**Exercices**
[1] Relevez tous les pays nommés dans l'article ci-dessous sur la prise en charge des soins dentaires.
[2] Poursuivez l'article sur la prise en charge des soins dentaires à partir de sa dernière phrase.

**Extrait du document**

--

La gauche vaudoise a lancé récemment une initiative cantonale demandant que l’ensemble des soins dentaires de base et les traitements orthodontiques soient couverts par une assurance publique. L’idée n’est pas nouvelle. Il y a trois ans, le conseiller national Jean-Charles Rielle (PS/GE) s’indignait que les dents soient la seule partie du corps à ne pas être prise en charge.
Son initiative parlementaire a été liquidée. La commission chargée d’étudier le texte avait proposé de ne pas y donner suite (lire encadré). Une minorité favorable soulignait toutefois «que la Suisse est l’un des rares pays à ne pas avoir intégré les soins dentaires dans le catalogue de l’assurance maladie». Un argument avancé également par les initiants vaudois. Qui relèvent «qu’ils sont, par exemple, inclus dans l’assurance maladie de base en Allemagne».
Nos voisins sont, en effet, à l’exception de l’Italie, plutôt généreux dans ce domaine. Ce qui n’empêche pas que le sujet y soit également controversé. Voici, dans les grandes lignes, leurs couvertures.
En Autriche
«Les prestations remboursées par l’assurance obligatoire incluent les interventions conservatrices et chirurgicales, comme les obturations, les extractions ou les traitements de racine. Pour certains services précis, comme les prothèses et l’orthopédie amovibles, les patients doivent payer jusqu’à 50% des honoraires. Il faut aussi que le travail soit effectué par un dentiste conventionné, c’est-à-dire lié au système public, faute de quoi le remboursement est inférieur», explique Jörg Krainhöfner, directeur de l’ordre des dentistes autrichiens. Ces remboursements partiels «laissent souvent à la charge de la personne assurée des frais considérables», note la Commission européenne.

--

**Données extraites**
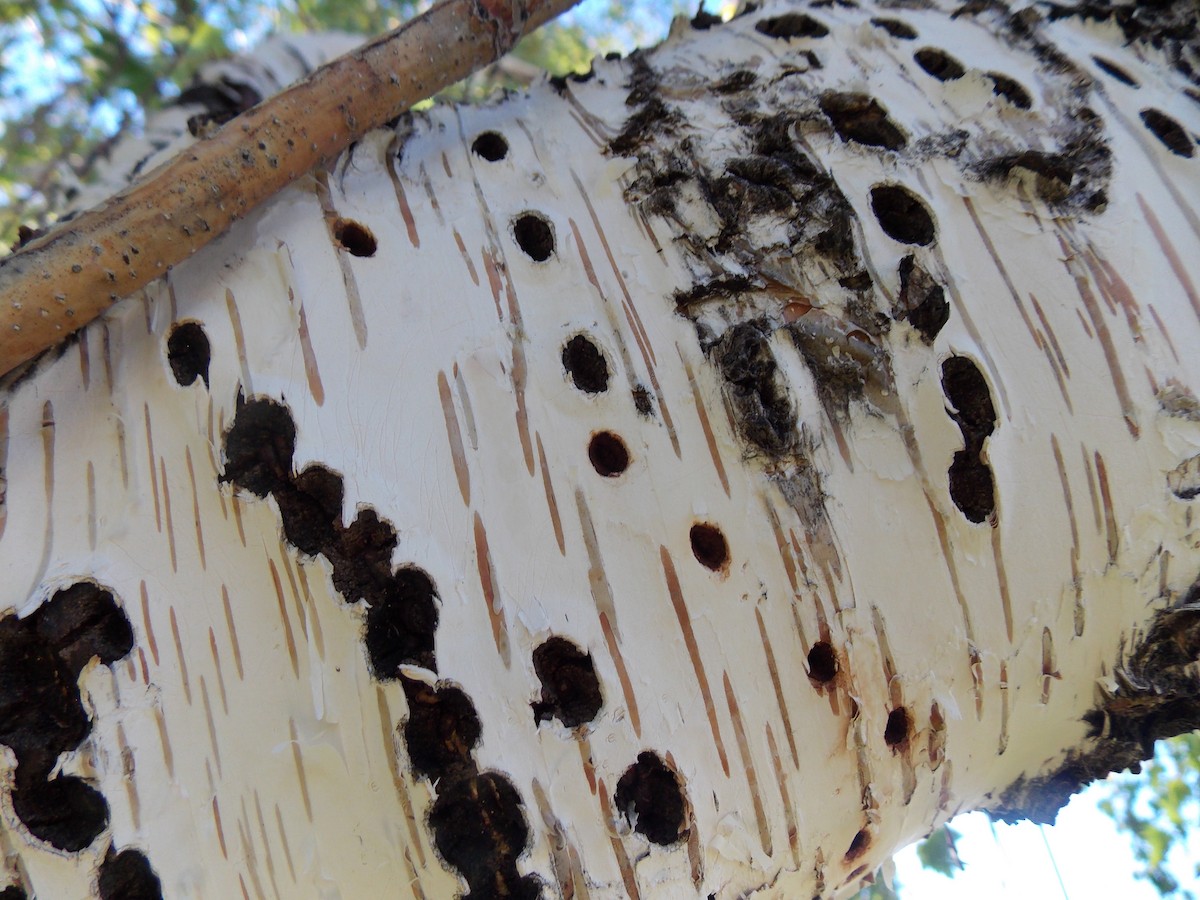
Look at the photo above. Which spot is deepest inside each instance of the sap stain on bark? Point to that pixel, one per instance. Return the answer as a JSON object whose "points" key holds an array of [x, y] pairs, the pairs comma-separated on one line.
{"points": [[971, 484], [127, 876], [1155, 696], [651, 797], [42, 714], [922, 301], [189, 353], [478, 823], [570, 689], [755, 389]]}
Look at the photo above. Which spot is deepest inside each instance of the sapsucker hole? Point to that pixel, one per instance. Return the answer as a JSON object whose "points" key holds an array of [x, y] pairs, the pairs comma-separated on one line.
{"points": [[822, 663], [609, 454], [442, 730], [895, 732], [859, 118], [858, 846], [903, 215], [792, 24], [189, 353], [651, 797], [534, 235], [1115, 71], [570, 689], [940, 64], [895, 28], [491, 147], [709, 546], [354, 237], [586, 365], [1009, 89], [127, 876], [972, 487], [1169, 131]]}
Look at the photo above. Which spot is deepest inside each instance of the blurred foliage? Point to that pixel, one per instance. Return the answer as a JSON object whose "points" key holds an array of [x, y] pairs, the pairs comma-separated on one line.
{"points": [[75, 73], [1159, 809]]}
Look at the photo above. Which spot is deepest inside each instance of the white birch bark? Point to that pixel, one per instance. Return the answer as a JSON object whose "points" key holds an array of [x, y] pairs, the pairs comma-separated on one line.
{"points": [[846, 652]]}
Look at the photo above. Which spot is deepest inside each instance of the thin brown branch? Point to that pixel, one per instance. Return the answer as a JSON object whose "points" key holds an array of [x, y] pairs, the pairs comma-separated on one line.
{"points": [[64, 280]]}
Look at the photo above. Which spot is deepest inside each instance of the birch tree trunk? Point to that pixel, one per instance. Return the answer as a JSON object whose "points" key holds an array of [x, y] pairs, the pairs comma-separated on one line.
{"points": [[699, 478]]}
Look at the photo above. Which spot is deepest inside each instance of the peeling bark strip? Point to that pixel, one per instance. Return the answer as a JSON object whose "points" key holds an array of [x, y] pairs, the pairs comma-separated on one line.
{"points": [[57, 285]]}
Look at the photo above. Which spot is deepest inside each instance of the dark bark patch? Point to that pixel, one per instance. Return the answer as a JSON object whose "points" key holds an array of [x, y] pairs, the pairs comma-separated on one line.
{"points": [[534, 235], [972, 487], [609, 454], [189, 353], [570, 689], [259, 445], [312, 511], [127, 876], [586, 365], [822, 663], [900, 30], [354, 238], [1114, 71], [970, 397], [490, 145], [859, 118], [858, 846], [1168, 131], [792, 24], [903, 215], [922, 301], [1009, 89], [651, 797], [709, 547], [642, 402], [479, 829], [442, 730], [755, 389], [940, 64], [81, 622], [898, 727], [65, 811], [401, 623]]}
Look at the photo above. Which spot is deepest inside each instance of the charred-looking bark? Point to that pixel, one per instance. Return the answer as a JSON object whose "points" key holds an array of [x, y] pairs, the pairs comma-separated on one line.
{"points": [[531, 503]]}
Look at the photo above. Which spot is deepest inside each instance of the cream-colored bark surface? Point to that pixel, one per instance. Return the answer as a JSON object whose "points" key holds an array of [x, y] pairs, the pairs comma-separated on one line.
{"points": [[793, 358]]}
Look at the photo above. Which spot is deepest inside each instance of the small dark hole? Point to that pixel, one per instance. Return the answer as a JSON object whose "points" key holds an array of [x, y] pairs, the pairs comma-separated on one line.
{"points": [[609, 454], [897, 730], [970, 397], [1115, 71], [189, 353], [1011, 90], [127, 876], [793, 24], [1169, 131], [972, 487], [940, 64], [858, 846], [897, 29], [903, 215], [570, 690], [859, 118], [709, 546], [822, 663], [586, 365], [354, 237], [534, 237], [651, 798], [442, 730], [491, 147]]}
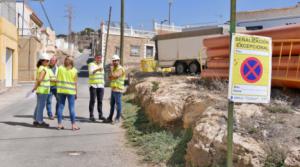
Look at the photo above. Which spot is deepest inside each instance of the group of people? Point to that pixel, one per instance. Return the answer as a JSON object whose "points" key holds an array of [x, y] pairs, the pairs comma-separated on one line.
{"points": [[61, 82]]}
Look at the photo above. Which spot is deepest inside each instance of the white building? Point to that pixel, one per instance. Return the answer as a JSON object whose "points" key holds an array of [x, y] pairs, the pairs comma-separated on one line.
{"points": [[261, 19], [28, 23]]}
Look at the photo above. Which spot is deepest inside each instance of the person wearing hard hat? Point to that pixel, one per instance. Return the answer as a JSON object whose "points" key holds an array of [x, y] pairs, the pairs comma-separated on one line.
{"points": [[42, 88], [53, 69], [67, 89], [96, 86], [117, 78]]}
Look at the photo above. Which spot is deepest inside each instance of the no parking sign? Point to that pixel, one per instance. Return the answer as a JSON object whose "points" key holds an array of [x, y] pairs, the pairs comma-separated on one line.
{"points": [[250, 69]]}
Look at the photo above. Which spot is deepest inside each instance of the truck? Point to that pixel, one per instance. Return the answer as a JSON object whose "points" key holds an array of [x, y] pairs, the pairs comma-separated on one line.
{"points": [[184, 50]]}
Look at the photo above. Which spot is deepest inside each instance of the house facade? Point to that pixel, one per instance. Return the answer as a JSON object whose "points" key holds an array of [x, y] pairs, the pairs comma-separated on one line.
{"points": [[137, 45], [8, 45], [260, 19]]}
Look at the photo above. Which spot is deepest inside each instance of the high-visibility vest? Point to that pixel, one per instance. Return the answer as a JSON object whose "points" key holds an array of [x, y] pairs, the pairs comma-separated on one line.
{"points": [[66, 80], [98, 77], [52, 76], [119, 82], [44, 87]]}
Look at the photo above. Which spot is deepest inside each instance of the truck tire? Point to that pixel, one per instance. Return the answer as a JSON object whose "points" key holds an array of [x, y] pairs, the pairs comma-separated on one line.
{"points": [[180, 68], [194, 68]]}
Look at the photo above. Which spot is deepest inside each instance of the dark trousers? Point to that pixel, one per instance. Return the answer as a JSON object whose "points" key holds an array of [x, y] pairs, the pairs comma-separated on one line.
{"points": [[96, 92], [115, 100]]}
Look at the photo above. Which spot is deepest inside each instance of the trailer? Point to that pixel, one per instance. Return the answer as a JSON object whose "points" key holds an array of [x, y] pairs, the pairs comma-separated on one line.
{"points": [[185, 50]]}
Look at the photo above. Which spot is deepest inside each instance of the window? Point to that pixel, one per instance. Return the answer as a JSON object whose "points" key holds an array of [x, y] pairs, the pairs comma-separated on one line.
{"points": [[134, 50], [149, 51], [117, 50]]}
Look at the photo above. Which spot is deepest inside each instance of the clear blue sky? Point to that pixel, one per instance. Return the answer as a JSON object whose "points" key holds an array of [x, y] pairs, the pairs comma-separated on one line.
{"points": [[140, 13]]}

--

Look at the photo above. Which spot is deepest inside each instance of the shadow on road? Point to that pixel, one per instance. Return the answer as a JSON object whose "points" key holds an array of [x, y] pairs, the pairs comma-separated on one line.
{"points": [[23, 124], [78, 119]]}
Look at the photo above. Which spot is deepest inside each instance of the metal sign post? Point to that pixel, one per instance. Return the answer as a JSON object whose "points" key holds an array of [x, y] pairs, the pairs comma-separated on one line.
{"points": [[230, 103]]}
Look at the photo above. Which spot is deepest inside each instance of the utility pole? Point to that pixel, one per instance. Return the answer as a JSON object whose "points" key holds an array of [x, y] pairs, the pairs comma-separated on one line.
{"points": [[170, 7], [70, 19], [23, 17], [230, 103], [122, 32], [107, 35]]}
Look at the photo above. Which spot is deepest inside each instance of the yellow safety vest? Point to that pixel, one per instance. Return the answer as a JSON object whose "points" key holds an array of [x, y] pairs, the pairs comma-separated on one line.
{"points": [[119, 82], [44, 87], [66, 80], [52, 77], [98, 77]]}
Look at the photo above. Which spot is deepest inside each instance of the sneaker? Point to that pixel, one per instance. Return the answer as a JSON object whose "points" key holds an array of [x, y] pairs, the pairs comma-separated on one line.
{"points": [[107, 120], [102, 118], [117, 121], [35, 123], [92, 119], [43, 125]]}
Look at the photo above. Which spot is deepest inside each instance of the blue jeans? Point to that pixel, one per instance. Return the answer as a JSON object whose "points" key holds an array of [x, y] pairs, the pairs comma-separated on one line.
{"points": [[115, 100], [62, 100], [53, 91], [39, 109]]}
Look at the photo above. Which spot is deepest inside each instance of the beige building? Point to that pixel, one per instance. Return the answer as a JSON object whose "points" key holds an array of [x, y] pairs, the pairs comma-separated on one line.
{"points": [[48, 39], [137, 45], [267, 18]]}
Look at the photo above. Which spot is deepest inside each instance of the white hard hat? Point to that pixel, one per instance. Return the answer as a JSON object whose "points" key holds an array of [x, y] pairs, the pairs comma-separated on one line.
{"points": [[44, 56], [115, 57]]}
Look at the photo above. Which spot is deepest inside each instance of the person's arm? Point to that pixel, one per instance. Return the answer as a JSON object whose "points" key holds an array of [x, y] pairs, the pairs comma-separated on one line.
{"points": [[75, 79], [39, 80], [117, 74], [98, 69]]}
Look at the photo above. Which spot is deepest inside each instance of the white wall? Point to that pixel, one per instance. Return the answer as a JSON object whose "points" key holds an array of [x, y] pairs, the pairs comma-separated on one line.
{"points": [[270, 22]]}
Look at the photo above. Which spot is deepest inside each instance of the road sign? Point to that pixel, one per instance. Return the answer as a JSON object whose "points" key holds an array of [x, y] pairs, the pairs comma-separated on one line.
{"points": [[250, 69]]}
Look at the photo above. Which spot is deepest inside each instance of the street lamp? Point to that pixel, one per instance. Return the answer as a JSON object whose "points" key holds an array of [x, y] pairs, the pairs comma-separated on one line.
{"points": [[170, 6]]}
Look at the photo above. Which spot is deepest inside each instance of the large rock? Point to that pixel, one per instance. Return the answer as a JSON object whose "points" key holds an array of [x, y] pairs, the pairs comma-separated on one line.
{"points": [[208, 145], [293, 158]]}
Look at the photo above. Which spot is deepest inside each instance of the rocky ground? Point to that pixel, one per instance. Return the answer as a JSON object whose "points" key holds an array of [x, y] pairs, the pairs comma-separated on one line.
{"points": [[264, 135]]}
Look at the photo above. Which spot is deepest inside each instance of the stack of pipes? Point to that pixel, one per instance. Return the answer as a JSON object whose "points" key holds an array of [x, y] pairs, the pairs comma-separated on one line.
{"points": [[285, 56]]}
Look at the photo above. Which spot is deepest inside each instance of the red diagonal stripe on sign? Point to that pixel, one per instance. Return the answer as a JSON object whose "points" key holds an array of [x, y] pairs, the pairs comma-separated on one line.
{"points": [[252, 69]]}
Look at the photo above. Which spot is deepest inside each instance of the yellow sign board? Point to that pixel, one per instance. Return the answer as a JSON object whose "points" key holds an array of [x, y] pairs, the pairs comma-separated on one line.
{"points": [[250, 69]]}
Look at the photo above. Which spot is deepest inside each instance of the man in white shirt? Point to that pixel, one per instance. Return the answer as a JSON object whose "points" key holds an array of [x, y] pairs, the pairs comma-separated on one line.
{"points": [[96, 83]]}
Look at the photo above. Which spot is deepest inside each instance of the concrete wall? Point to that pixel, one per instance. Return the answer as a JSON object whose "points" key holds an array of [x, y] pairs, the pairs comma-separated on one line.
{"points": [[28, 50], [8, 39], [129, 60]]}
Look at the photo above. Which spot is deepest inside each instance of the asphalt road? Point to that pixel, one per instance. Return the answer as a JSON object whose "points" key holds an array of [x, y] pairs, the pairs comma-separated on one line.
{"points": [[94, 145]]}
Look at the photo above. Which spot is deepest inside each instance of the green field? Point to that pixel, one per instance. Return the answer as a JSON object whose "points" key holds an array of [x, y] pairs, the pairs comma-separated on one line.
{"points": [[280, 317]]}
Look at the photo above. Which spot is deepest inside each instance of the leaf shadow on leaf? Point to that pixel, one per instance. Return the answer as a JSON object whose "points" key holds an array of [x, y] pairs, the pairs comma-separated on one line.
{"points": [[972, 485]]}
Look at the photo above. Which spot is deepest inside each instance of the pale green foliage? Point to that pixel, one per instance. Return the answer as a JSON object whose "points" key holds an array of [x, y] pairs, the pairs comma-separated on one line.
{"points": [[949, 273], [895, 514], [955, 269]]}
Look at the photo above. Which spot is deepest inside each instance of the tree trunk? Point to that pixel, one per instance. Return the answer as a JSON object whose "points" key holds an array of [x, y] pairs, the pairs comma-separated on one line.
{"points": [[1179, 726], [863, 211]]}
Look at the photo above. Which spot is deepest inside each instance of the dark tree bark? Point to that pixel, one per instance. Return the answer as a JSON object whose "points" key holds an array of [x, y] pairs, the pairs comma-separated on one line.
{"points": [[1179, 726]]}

--

**Corrigé**
[1] la Suisse, l'Allemagne, l'Italie, l'Autriche

[2]
En Allemagne
Les soins dentaires sont inclus dans le catalogue de l’assurance maladie obligatoire (GKV). Cela comprend notamment l’examen annuel, l’élimination de la plaque dentaire, les traitements de racine, la chirurgie buccale et les services parodontaux, précise le Ministère de la santé allemand. Les traitements orthodontiques justifiés médicalement sont entièrement couverts jusqu’à l’âge de 18 ans. Pour les prothèses, la prise en charge va de 50% à 65%.
En France
Les soins dentaires sont remboursés à 70% par la Sécurité sociale sur la base d’une tarification fixe. Certains dentistes sont toutefois autorisés à pratiquer des dépassements d’honoraires qui ne sont pas pris en charge. Autre bémol, la Sécurité sociale ne reconnaît que certains types de prothèses. De plus, le tarif est libre, et peut alors dépasser la tarification de base couverte à 70%. En d’autres termes, le remboursement est donc souvent largement inférieur au coût réel. L’orthodontie n’est reconnue que pour les enfants de moins de 16 et, là aussi, les tarifs sont libres. A noter que les mutuelles assument généralement une partie des frais non pris en compte par la Sécu.
En Italie
Contrairement à nos autres voisins, la Péninsule est plutôt pingre. Les traitements et les soins dentaires couverts par le Service national de santé (SSN) se limitent essentiellement aux jeunes jusqu’à 14 ans ainsi qu’aux personnes se trouvant dans des conditions de grande vulnérabilité sociale ou sanitaire, résume le Ministère de la santé. Pour le reste de la population, seuls les examens buccodentaires et les urgences, comme les infections sévères, sont garantis.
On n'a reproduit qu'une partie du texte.